## EXTRAIT FOURNI
Comment gouverner le peuple par le Chaos.

Gouverner par le chaos - Ingénierie sociale et mondialisation est un essai publié chez Max Milo Éditions en 2010 (couverture noire) et réédité en 2014 (couverture blanche). La seconde édition est augmentée d’avant-propos où l’auteur explique ses raisons de cultiver un anonymat relatif, ainsi que le rôle central de la furtivité et de l’invisibilité dans les méthodes de contrôle que le nouveau Big Brother applique de son côté pour « pirater » les esprits et gouverner par la crise et le chaos dirigé, en particulier dans le terrorisme d’État

Il est rare de proposer une analyse aussi riche en aussi peu de mots sur une réalité aussi vaste. Il s’agit, ni plus ni moins, du devenir global de l’ensemble des hommes de la planète, de l’avenir du vivant ainsi que du devenir de nos cerveaux, ou du moins de ce qu’il en reste.

Le tout, passé par la moulinette de ce «gouvernement par le chaos» organisé et mis en place sous nos yeux.

Tout est démontré au moyen de très courts chapitres de quelques pages; reste, pour celui qui veut vérifier les affirmations de cet essai, de prendre les références et de lire les livres, ou de réfléchir par lui-même, pour constater le bien fondé des analyses proposées.

Tout commence par l’«ordo ab chao». A savoir la pantalonnade organisée à l’aube du 11 novembre 2008, qui vit 150 policiers de la Bac encercler Tarnac, village de 350 habitants du plateau des Millevaches pour arrêter neuf jeunes gens en rupture de civilisation et qui semblaient les rédacteurs du manifeste «L’insurrection qui vient». Auparavant, les lignes SNCF avaient été l’objet d’un certain nombre de sabotages toujours inexpliqués aujourd’hui au demeurant… Il y avait à l’époque un très célèbre criminologue, ancien GM du Grand Orient, et qui s’est fait une spécialiste de voir des terroristes partout où cela peut être utile pour aider l’État à organiser une politique répressive des libertés publiques et individuelles.

Ainsi l’auteur de l'ouvrage estime que des techniques de manipulations furent à l’œuvre lors de cette affaire et élargit son propos sur un certain nombre de techniques mises en place dès le début du XXe siècle mais qui pourraient même remonter à des temps plus anciens, ainsi il cite Sun Tzu qui considère que « Tout l'art de la guerre est basé sur la duperie ».

## INFORMATIONS FOURNIES
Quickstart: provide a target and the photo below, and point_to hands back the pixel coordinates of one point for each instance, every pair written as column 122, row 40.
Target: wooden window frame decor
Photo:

## TÂCHE À RÉALISER
Indiquez si chacune des affirmations suivantes concorde avec l'extrait fourni en répondant par oui ou par non, puis citez mot pour mot les termes de l'extrait qui tranchent. 1. La seconde édition de l'essai est parue en 2014. 2. Trois cent cinquante policiers ont encerclé Tarnac. 3. L'auteur de l'ouvrage cite Sun Tzu.

## BONNE RÉPONSE
1. Oui : « réédité en 2014 (couverture blanche) ».
2. Non : « 150 policiers de la Bac encercler Tarnac, village de 350 habitants ».
3. Oui : « ainsi il cite Sun Tzu ».